→ **Dataset excerpts**:
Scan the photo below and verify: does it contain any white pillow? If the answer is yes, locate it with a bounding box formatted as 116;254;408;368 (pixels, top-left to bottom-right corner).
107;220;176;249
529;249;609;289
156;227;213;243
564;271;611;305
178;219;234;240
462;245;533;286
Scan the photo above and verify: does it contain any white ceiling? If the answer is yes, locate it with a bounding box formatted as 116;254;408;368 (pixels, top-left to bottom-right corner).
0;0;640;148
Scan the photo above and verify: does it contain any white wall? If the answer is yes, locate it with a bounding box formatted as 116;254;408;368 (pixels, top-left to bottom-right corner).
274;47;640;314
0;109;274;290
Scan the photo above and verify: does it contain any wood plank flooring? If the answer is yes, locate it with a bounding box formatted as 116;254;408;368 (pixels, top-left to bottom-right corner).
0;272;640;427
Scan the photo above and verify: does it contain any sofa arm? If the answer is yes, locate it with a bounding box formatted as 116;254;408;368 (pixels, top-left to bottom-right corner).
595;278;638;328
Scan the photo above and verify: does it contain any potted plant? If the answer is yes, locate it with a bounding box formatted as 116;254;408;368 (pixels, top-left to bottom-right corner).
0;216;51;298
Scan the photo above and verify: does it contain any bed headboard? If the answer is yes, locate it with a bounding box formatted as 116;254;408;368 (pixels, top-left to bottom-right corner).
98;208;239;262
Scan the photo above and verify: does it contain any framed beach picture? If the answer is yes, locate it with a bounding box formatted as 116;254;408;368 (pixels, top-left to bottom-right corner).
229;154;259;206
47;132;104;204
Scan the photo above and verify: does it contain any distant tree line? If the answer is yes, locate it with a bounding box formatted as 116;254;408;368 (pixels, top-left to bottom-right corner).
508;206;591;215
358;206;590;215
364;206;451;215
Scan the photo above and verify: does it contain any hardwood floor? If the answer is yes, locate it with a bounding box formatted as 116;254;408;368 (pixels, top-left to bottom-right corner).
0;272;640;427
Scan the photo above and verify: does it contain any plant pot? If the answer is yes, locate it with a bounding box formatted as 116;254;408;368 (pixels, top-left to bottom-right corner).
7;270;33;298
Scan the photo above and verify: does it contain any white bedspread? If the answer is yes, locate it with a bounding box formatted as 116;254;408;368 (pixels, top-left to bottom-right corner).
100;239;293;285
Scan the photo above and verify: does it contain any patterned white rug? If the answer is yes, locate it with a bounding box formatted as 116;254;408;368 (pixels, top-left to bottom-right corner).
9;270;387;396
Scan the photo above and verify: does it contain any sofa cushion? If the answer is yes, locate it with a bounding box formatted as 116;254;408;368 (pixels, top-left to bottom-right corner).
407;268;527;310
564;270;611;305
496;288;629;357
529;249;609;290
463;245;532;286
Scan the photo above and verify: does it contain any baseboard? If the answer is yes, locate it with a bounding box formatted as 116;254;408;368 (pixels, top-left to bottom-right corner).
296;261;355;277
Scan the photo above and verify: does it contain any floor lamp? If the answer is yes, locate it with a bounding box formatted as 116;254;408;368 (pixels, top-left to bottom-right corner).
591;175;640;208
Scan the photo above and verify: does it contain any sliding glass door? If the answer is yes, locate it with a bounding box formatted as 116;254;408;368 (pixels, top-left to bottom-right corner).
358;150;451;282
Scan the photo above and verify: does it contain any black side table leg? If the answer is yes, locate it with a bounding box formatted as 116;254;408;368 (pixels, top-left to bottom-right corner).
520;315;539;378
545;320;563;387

→ **Written task**: Update the entries above so that "bounding box" reads "rectangle" in every place it occurs. Change nothing else.

→ **Solved problem**:
Scan the photo below and verify: does it contain any white pillow? If the answer is yes, locate it with a rectangle formatted as 116;254;408;368 (pixels, top-left to bottom-right corner).
107;220;176;249
529;249;609;289
156;227;213;243
564;271;611;305
178;219;234;240
462;245;533;286
Scan the photo above and verify: does it contain any white ceiling? If the answer is yes, locate it with a rectangle formatted as 116;254;408;368 (pixels, top-left to bottom-right corner).
0;0;640;148
Scan the photo above and verify: does it contain any white wall? If the answer is yes, locate it with a rectangle formatted as 116;254;408;368 (pixels, top-left to bottom-right corner).
274;47;640;314
0;109;274;290
Scan the photo above and verify: does it contain any wood plank flooring? If the answer is yes, locate it with a rectangle formatted as 116;254;408;368 (pixels, top-left to bottom-right corner).
0;272;640;427
Scan the photo above and verify: does it contain any sofa arm? If the answer is yes, locate it with a rectangle formatted as 116;254;408;368 (pixels, top-left to bottom-right corner).
595;278;638;328
Scan the photo above and verify: does it contain any potted plant? If the answer is yes, locate it with a rectangle formatted as 116;254;408;368 (pixels, top-left to bottom-right corner).
0;216;51;298
Scan the photo above and verify: does it contain any bed headboard? If the answer is yes, locate it with a rectangle formatted as 116;254;408;368 (pixels, top-left to bottom-right corner).
98;208;239;262
Scan the photo above and verify: does it contain any framed beach picture? If the answer is yes, locate it with a rectangle formatted as 116;254;408;368 (pixels, top-left to bottom-right corner).
229;154;259;206
47;132;104;204
Scan the photo above and verify: does it contain any distant tree line? If the answer is yes, locate it with a rectangle formatted as 116;254;408;368 (pixels, top-left to bottom-right corner).
508;206;591;215
358;206;590;215
364;206;451;215
Scan the photo above and verify: does it contain any hardwood floor? If the answer is yes, locate it with a rectangle formatted as 116;254;408;368 (pixels, top-left to bottom-right corner).
0;272;640;427
Scan the photo above and verify: does it contain any plant pot? If the answer is yes, locate it with a rectangle formatted as 116;254;408;368 (pixels, top-left to bottom-right corner).
7;270;33;298
Scan the photo above and verify: does it contain any white bedspread? If the answer is yes, locate it with a rectangle formatted as 116;254;408;368 (pixels, top-left to bottom-right corner).
100;239;293;285
Scan the photo above and verify: does it contain any patterned white rug? If the answer is yes, locate it with a rectangle formatted as 116;254;408;368 (pixels, top-left to bottom-right corner).
9;270;387;396
Scan the photo above and verify: does it contain any sofa cushion? If the answer is yes, locate it with a rectangle formatted as 116;254;408;368 (pixels, top-left to bottom-right corner).
407;268;527;310
564;270;611;305
496;288;629;357
529;249;609;290
463;245;532;286
Scan the photo above and verify: does it contain any baseboard? If the answer is yes, locate it with a rectangle formatted as 116;254;408;368 (pixels, top-left to bottom-right corner).
296;261;355;277
Scan the photo above and verify: does it contain any floor lamp? If the answer is yes, locate it with a rectangle formatted as 116;254;408;368 (pixels, top-left to bottom-right corner).
591;175;640;208
Scan the photo above and verify: does it contain any sliding glass door? If the answer is yes, locate it with a rectangle formatted as 116;254;408;368 (pixels, top-left to bottom-right corner).
358;150;451;282
Scan the photo above and verify: does it contain any black side table leg? If the answer is yes, locate it with a rectangle formatted as 116;254;408;368 (pixels, top-left to bottom-right corner).
520;315;539;378
545;320;563;387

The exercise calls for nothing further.